**Directives:**
- a) Write out the part of the calculus solution page that opens with the words containing "Calculus (3rd Edition)" and closes with "is $8\pi $.", copying it without any change.
- b) Return every line of the records that contains the word "ground". Case counts.
## start Supplied passage
Calculus (3rd Edition)

Published by W. H. Freeman
ISBN 10: 1464125260
ISBN 13: 978-1-46412-526-3

Chapter 16 - Multiple Integration - 16.4 Integration in Polar, Cylindrical, and Spherical Coordinates - Exercises - Page 881: 25

Answer

(a) ${\cal W} = \left\{ {\left( {r,\theta ,z} \right)|0 \le r \le 2,0 \le \theta \le 2\pi ,2 \le z \le 6 - {r^2}} \right\}$ (b) the volume of ${\cal W}$ is $8\pi $.
## end Supplied passage
## start The input
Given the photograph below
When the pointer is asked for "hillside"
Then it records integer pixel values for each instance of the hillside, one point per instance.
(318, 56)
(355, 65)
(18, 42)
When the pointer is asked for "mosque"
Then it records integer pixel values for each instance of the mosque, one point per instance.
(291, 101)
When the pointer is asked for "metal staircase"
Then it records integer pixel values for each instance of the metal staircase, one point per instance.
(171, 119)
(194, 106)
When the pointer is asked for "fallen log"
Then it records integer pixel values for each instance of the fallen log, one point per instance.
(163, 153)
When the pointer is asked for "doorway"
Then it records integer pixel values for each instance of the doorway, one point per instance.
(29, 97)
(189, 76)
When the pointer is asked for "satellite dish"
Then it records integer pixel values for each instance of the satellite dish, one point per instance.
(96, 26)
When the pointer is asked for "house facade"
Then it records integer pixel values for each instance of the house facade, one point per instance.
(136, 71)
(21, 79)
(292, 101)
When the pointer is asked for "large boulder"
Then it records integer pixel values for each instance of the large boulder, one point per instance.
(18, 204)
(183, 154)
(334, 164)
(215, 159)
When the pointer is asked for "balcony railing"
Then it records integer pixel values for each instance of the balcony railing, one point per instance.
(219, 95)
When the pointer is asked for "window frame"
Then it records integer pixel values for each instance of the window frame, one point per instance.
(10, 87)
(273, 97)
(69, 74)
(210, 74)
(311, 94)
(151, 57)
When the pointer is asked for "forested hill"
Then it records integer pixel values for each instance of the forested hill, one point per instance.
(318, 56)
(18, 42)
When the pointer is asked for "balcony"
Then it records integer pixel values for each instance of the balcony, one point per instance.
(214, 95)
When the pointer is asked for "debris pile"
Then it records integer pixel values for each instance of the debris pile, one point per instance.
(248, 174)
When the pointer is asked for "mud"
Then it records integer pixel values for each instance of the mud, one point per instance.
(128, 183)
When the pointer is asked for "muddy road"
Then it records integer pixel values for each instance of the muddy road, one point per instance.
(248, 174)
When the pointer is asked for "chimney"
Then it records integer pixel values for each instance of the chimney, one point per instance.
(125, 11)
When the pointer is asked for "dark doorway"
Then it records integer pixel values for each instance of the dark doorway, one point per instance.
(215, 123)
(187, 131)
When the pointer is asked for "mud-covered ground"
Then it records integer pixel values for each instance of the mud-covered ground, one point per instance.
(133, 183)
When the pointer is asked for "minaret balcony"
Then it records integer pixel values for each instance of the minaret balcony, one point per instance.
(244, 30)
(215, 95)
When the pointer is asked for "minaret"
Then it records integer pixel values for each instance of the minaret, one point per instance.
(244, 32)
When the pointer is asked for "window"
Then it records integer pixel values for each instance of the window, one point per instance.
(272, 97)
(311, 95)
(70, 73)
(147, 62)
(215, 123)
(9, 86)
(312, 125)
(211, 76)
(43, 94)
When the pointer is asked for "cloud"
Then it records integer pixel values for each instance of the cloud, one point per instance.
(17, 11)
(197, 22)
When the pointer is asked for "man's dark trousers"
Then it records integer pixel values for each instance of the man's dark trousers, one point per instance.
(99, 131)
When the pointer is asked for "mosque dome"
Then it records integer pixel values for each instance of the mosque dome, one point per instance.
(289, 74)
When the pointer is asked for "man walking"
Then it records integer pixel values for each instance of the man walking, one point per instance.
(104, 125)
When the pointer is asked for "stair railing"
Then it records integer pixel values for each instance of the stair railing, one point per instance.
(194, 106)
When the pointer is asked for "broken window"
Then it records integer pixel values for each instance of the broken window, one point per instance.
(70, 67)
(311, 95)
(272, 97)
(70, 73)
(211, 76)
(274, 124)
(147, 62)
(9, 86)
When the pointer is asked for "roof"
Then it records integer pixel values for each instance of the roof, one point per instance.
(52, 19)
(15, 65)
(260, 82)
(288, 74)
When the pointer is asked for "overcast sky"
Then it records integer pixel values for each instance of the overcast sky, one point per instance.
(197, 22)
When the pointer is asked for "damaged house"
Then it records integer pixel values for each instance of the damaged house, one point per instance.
## end The input
**Problem solutions:**
- a)
Calculus (3rd Edition)

Published by W. H. Freeman
ISBN 10: 1464125260
ISBN 13: 978-1-46412-526-3

Chapter 16 - Multiple Integration - 16.4 Integration in Polar, Cylindrical, and Spherical Coordinates - Exercises - Page 881: 25

Answer

(a) ${\cal W} = \left\{ {\left( {r,\theta ,z} \right)|0 \le r \le 2,0 \le \theta \le 2\pi ,2 \le z \le 6 - {r^2}} \right\}$ (b) the volume of ${\cal W}$ is $8\pi $.

- b)
When the pointer is asked for "mud-covered ground"
Then it records integer pixel values for each instance of the mud-covered ground, one point per instance.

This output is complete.